> **Problem to work on**
Could you render the lines below as a Markdown table with two columns, Row and Line, numbering each row and skipping any blank lines?
%%
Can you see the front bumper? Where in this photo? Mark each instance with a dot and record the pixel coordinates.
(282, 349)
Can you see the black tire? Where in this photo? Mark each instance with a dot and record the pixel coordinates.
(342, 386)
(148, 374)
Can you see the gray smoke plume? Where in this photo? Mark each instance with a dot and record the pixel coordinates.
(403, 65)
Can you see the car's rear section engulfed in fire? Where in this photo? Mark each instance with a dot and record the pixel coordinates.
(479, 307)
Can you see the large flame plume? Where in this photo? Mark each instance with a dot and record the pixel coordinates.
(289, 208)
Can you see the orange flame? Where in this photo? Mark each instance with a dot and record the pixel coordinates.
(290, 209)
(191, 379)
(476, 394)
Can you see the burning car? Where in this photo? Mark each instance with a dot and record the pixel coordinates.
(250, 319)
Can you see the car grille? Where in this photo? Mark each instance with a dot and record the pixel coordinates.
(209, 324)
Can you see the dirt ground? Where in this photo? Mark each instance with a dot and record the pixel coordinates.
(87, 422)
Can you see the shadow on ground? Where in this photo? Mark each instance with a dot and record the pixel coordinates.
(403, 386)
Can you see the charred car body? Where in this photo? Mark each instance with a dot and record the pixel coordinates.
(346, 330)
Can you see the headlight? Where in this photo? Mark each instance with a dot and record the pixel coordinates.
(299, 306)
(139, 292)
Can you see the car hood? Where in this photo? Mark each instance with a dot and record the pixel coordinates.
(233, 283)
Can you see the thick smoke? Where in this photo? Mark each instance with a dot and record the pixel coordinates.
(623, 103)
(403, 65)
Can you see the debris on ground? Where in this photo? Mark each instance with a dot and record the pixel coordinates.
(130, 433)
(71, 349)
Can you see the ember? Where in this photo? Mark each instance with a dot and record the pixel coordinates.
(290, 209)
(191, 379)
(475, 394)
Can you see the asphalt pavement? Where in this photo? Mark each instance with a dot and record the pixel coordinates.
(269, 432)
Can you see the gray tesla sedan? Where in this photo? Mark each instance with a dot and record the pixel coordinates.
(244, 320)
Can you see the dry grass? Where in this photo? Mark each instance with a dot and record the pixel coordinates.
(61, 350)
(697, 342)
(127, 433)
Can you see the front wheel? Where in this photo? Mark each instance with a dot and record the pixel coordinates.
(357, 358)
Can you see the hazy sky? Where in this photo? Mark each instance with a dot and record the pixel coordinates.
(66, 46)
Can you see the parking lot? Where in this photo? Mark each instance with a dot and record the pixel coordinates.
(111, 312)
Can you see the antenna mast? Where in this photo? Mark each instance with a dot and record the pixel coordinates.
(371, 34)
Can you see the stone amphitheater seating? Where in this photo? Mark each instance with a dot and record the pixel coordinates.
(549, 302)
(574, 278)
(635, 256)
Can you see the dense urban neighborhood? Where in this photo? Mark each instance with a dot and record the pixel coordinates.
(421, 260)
%%
> **Correct output**
| Row | Line |
|---|---|
| 1 | Can you see the front bumper? Where in this photo? Mark each instance with a dot and record the pixel coordinates. |
| 2 | (282, 349) |
| 3 | Can you see the black tire? Where in this photo? Mark each instance with a dot and record the pixel coordinates. |
| 4 | (342, 386) |
| 5 | (148, 374) |
| 6 | Can you see the gray smoke plume? Where in this photo? Mark each instance with a dot and record the pixel coordinates. |
| 7 | (403, 65) |
| 8 | Can you see the car's rear section engulfed in fire? Where in this photo? Mark each instance with a dot and record the pixel coordinates. |
| 9 | (479, 307) |
| 10 | Can you see the large flame plume? Where in this photo? Mark each instance with a dot and record the pixel coordinates. |
| 11 | (289, 208) |
| 12 | Can you see the orange flame? Where in this photo? Mark each instance with a dot and record the pixel coordinates. |
| 13 | (290, 209) |
| 14 | (191, 379) |
| 15 | (476, 394) |
| 16 | Can you see the burning car? Where in this photo? Mark each instance with a dot and record the pixel coordinates. |
| 17 | (250, 319) |
| 18 | Can you see the car grille? Where in this photo? Mark each instance with a dot and record the pixel coordinates. |
| 19 | (209, 324) |
| 20 | Can you see the dirt ground? Where in this photo? Mark each instance with a dot and record the pixel coordinates. |
| 21 | (87, 422) |
| 22 | Can you see the shadow on ground? Where in this photo? Mark each instance with a dot and record the pixel coordinates. |
| 23 | (403, 386) |
| 24 | Can you see the charred car body? Where in this photo? Mark each instance with a dot and record the pixel coordinates. |
| 25 | (346, 330) |
| 26 | Can you see the headlight? Where in this photo? Mark each instance with a dot and record the pixel coordinates. |
| 27 | (299, 306) |
| 28 | (139, 292) |
| 29 | Can you see the car hood? Where in this photo? Mark each instance with a dot and record the pixel coordinates. |
| 30 | (233, 283) |
| 31 | Can you see the thick smoke? Where in this photo? Mark each instance with a dot and record the pixel coordinates. |
| 32 | (623, 103) |
| 33 | (403, 65) |
| 34 | Can you see the debris on ground? Where in this photo? Mark each instance with a dot and record the pixel coordinates. |
| 35 | (130, 433) |
| 36 | (71, 349) |
| 37 | Can you see the ember? Where in this photo? Mark each instance with a dot and record the pixel coordinates. |
| 38 | (290, 209) |
| 39 | (191, 379) |
| 40 | (475, 394) |
| 41 | Can you see the asphalt pavement? Where in this photo? Mark each instance with a dot and record the pixel coordinates. |
| 42 | (269, 432) |
| 43 | Can you see the gray tesla sedan? Where in this photo? Mark each instance with a dot and record the pixel coordinates. |
| 44 | (244, 320) |
| 45 | Can you see the dry grass? Where in this photo? Mark each instance with a dot and record the pixel coordinates. |
| 46 | (61, 350) |
| 47 | (697, 342) |
| 48 | (127, 433) |
| 49 | Can you see the front wheel? Where in this photo? Mark each instance with a dot and record the pixel coordinates. |
| 50 | (357, 358) |
| 51 | Can you see the hazy sky? Where in this photo? Mark each instance with a dot and record the pixel coordinates. |
| 52 | (66, 46) |
| 53 | Can you see the parking lot? Where in this photo? Mark each instance with a dot and record the pixel coordinates. |
| 54 | (111, 312) |
| 55 | Can you see the antenna mast? Where in this photo? Mark each instance with a dot and record the pixel coordinates. |
| 56 | (371, 34) |
| 57 | Can you see the stone amphitheater seating? Where in this photo? Mark each instance with a dot and record the pixel coordinates. |
| 58 | (549, 302) |
| 59 | (574, 278) |
| 60 | (635, 256) |
| 61 | Can you see the dense urban neighborhood? Where in this photo? Mark each instance with a dot and record the pixel coordinates. |
| 62 | (421, 260) |